What the exercise asks: Copy out each of the following items word for word.

Given entries:
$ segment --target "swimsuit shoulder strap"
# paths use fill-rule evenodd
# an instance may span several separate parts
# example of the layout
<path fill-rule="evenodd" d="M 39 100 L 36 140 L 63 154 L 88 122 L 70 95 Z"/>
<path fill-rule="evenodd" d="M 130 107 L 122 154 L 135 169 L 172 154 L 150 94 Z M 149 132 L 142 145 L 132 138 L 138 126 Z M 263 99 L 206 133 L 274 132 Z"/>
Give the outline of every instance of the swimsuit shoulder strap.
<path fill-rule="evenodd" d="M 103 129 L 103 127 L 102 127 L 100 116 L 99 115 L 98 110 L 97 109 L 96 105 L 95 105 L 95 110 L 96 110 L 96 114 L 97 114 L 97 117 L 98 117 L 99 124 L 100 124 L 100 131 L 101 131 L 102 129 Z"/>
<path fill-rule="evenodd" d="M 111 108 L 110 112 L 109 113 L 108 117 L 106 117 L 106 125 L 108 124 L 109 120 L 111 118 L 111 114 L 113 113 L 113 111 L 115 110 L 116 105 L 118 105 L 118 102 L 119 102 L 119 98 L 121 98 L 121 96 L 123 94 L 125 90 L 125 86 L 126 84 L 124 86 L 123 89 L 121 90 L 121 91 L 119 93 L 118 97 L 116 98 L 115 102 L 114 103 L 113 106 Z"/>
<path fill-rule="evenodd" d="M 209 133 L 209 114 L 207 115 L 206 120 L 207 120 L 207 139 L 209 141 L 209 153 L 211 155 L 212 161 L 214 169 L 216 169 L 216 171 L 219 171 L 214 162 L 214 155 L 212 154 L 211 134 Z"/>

The result:
$ segment --target "swimsuit shoulder strap"
# paths use fill-rule evenodd
# an instance may span several separate parts
# example of the layout
<path fill-rule="evenodd" d="M 39 100 L 36 140 L 63 154 L 88 122 L 70 95 Z"/>
<path fill-rule="evenodd" d="M 130 107 L 122 154 L 135 169 L 172 154 L 150 94 Z M 149 132 L 142 145 L 132 138 L 138 126 Z M 263 99 L 206 133 L 274 132 Z"/>
Give the outline of every instance of the swimsuit shoulder strap.
<path fill-rule="evenodd" d="M 103 129 L 103 127 L 102 127 L 100 116 L 99 115 L 98 110 L 97 109 L 96 105 L 95 105 L 95 110 L 96 110 L 96 114 L 97 114 L 97 117 L 98 117 L 99 124 L 100 124 L 100 131 L 101 131 L 102 129 Z"/>
<path fill-rule="evenodd" d="M 111 108 L 110 112 L 109 113 L 108 117 L 106 117 L 106 125 L 108 124 L 109 120 L 111 118 L 111 114 L 113 113 L 113 111 L 115 110 L 116 105 L 118 105 L 118 102 L 119 102 L 119 98 L 121 98 L 121 96 L 123 94 L 125 90 L 125 86 L 126 84 L 124 86 L 123 89 L 121 90 L 121 91 L 119 93 L 118 97 L 116 98 L 115 102 L 114 103 L 113 106 Z"/>
<path fill-rule="evenodd" d="M 209 133 L 209 114 L 207 115 L 206 120 L 207 120 L 207 139 L 209 141 L 209 153 L 211 155 L 212 161 L 214 169 L 216 169 L 216 171 L 219 171 L 214 162 L 214 155 L 212 154 L 211 134 Z"/>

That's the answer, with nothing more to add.